▶ [Short problem] Can you gather every line in the items below that contains the word "with" and copy each one out? Case counts.

▶ [Data for this task]
════

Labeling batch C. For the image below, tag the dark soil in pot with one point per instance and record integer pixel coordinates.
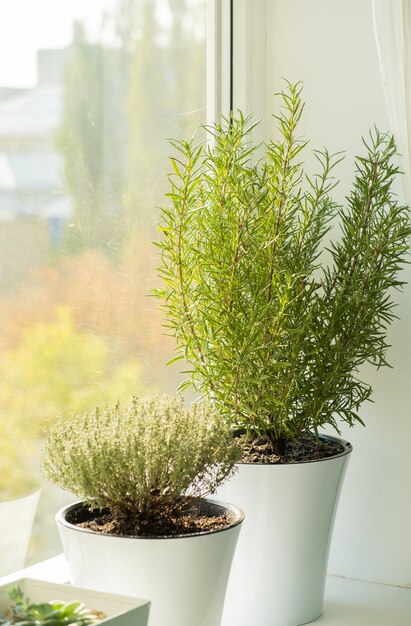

════

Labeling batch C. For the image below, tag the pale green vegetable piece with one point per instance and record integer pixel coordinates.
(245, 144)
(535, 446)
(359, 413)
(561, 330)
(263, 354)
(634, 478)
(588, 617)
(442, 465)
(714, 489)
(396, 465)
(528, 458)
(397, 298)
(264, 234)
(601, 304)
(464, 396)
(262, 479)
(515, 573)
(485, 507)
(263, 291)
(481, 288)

════

▶ [Reply to the exercise]
Labeling batch C. For the image below, tag the dark soil in pot with one point per instance and record integer pixel coordinates.
Labeling batch C. For the image below, tag the pale green vegetable piece with one point per instance and record integer pixel coordinates.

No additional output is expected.